What you have to do:
In this exercise, copy exactly the lines from the one that contains "For this evaluation, spot every instance of the long" through the end of the entries below; pictures are not copied.
___ Raw data ___
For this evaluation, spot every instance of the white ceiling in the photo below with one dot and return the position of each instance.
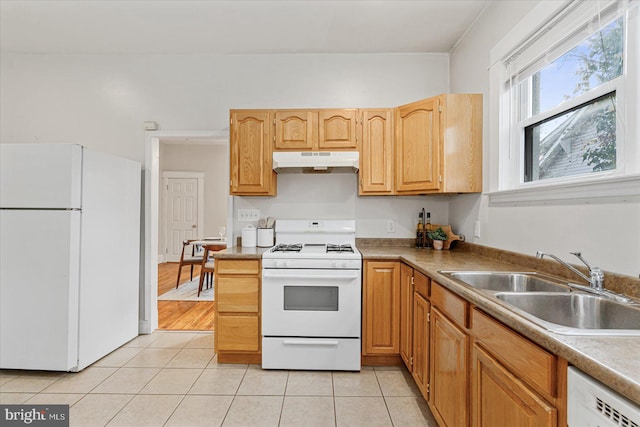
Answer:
(234, 27)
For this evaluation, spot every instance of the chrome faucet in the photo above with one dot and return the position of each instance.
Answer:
(596, 281)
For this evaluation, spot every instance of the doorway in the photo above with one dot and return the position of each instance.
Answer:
(155, 141)
(183, 214)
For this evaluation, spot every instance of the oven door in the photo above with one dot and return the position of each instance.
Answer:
(311, 303)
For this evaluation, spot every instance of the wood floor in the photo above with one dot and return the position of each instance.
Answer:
(182, 315)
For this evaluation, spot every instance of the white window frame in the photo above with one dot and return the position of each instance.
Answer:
(505, 182)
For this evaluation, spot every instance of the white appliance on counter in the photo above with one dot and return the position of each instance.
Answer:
(592, 404)
(311, 297)
(69, 255)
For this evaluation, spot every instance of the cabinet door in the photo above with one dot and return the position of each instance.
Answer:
(449, 372)
(421, 343)
(251, 155)
(381, 308)
(337, 129)
(238, 294)
(237, 333)
(376, 160)
(500, 399)
(406, 315)
(418, 147)
(295, 130)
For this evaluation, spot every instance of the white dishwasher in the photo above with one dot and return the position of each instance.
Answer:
(592, 404)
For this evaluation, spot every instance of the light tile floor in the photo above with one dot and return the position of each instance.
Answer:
(174, 379)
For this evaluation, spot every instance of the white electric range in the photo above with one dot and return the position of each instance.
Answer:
(311, 297)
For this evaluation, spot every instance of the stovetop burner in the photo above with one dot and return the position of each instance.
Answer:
(283, 247)
(339, 248)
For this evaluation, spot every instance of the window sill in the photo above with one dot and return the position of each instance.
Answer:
(619, 188)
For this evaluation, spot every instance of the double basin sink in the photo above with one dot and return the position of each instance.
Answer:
(555, 305)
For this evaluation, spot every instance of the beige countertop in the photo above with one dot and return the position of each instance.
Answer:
(613, 360)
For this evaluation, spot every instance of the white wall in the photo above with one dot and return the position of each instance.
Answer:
(213, 161)
(103, 100)
(606, 231)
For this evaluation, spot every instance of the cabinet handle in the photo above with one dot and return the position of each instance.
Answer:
(311, 342)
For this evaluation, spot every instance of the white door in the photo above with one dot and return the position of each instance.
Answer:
(182, 214)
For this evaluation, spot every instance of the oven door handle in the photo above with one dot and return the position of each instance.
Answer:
(333, 343)
(309, 276)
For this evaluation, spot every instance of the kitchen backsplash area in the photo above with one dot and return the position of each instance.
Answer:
(334, 196)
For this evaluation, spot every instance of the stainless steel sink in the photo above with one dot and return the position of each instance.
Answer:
(576, 313)
(503, 281)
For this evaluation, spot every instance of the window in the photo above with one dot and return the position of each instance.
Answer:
(580, 139)
(567, 98)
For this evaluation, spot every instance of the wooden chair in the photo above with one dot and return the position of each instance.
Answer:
(191, 260)
(207, 269)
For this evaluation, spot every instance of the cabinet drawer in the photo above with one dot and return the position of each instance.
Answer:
(421, 284)
(237, 333)
(237, 266)
(237, 294)
(449, 303)
(529, 362)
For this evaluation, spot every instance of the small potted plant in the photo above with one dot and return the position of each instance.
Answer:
(438, 236)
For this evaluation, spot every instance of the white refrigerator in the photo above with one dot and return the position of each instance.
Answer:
(69, 255)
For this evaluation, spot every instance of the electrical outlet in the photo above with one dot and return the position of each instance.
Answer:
(248, 215)
(391, 226)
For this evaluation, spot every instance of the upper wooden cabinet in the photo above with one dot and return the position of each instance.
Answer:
(431, 146)
(317, 130)
(417, 140)
(295, 130)
(439, 145)
(376, 153)
(337, 129)
(251, 154)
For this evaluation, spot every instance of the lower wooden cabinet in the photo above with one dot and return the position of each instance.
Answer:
(381, 308)
(237, 295)
(449, 371)
(471, 369)
(420, 359)
(501, 399)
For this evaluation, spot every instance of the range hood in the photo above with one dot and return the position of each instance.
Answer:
(316, 161)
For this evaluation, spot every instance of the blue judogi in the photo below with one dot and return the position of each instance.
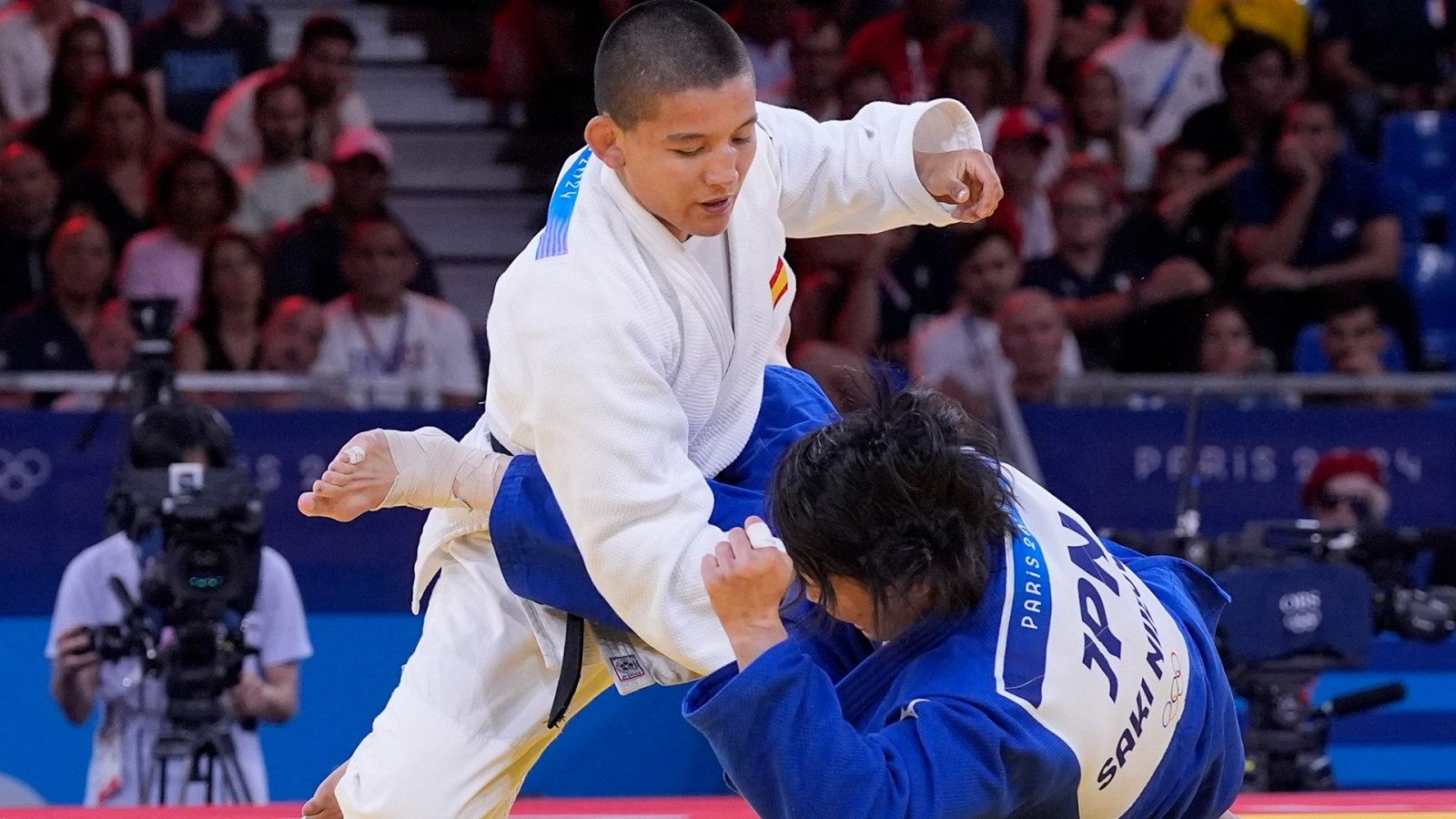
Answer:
(826, 724)
(956, 717)
(535, 547)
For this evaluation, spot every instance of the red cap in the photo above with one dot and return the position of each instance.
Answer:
(1023, 123)
(1339, 462)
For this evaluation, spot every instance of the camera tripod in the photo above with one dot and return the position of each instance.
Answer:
(204, 751)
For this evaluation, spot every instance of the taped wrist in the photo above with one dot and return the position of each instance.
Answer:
(437, 471)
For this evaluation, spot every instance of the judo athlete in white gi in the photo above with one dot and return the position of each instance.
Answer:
(630, 343)
(995, 659)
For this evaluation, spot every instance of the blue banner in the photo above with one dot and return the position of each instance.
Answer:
(53, 501)
(1118, 468)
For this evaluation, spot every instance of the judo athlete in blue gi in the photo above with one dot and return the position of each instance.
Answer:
(989, 656)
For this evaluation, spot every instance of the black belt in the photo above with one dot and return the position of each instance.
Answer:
(571, 654)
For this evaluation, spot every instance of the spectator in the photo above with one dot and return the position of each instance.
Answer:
(1026, 33)
(1315, 216)
(977, 75)
(80, 63)
(191, 197)
(1165, 70)
(28, 203)
(836, 310)
(193, 55)
(306, 256)
(1081, 33)
(861, 86)
(50, 332)
(113, 184)
(1227, 344)
(1259, 75)
(909, 46)
(1346, 490)
(1098, 292)
(815, 58)
(324, 63)
(291, 339)
(226, 336)
(1353, 339)
(140, 12)
(135, 703)
(1181, 217)
(1026, 215)
(1220, 21)
(766, 28)
(281, 184)
(960, 353)
(1097, 128)
(109, 346)
(29, 34)
(1380, 56)
(397, 349)
(1033, 336)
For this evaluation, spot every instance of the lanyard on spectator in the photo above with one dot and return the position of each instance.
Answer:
(1169, 80)
(397, 354)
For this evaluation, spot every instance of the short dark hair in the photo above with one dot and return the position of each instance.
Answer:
(167, 433)
(905, 494)
(327, 26)
(118, 85)
(662, 47)
(165, 178)
(274, 85)
(1245, 48)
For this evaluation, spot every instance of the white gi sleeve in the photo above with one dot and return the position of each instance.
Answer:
(612, 440)
(858, 175)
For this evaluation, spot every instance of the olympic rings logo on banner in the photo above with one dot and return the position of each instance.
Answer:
(22, 472)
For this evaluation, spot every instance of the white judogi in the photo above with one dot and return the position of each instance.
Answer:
(615, 359)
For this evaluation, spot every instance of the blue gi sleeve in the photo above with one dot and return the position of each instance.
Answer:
(779, 732)
(538, 552)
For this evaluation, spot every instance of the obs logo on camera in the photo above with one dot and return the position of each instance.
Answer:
(22, 472)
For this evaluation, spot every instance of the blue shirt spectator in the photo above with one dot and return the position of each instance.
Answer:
(193, 55)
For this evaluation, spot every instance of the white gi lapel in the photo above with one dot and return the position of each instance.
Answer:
(684, 274)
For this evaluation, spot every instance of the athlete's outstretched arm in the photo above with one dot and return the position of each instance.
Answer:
(890, 167)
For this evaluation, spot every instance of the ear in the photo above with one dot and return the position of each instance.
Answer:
(604, 137)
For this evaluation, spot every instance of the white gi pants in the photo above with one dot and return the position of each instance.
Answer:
(468, 719)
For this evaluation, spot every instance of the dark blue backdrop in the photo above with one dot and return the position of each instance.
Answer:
(1117, 467)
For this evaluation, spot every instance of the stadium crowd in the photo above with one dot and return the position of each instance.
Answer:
(1191, 186)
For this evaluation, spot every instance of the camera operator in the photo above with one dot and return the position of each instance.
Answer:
(133, 703)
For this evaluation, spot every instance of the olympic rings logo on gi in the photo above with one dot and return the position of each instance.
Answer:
(1176, 690)
(22, 472)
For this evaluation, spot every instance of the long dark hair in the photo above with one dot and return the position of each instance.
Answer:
(208, 315)
(65, 96)
(902, 496)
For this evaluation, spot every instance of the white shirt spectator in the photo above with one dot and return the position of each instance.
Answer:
(274, 196)
(159, 266)
(966, 349)
(233, 137)
(133, 704)
(408, 360)
(26, 58)
(1164, 82)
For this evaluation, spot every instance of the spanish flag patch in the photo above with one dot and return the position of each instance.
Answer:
(779, 281)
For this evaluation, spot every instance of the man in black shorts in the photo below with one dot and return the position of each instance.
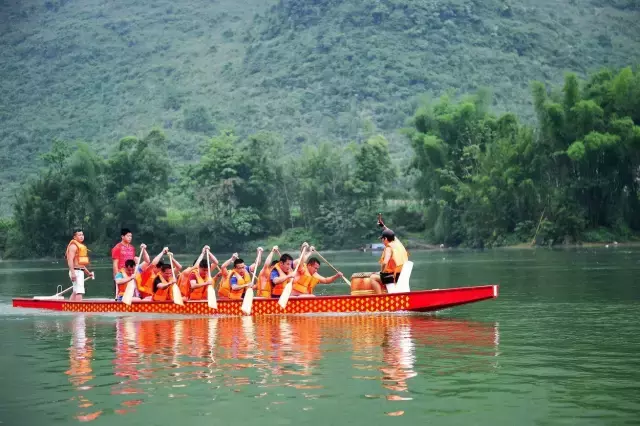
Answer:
(393, 257)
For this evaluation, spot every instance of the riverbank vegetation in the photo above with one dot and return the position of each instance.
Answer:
(308, 70)
(473, 178)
___
Reply to the exercise:
For this evaluation, spot every instance of the long dark hair in the photo above with one dot and return the position of each instance.
Answer:
(208, 315)
(65, 96)
(902, 496)
For this evaluation, spot every instance of the white shirt spectator in the photo above with one dot and return the position of each instance.
Answer:
(274, 196)
(159, 266)
(966, 349)
(233, 137)
(133, 704)
(408, 360)
(26, 58)
(1164, 82)
For this evaluation, spot every instance of the spanish flag patch in the photo above with one dot and return the position of each instance.
Answer:
(779, 281)
For this evaluation, spot every instance of the man in black shorts in the photo below with one dot and return the position of each instance.
Answer:
(393, 257)
For this evaluation, spot every instance of the riverbank vegetation in the photo above with one dot and return the position of each instance.
Answer:
(308, 70)
(473, 178)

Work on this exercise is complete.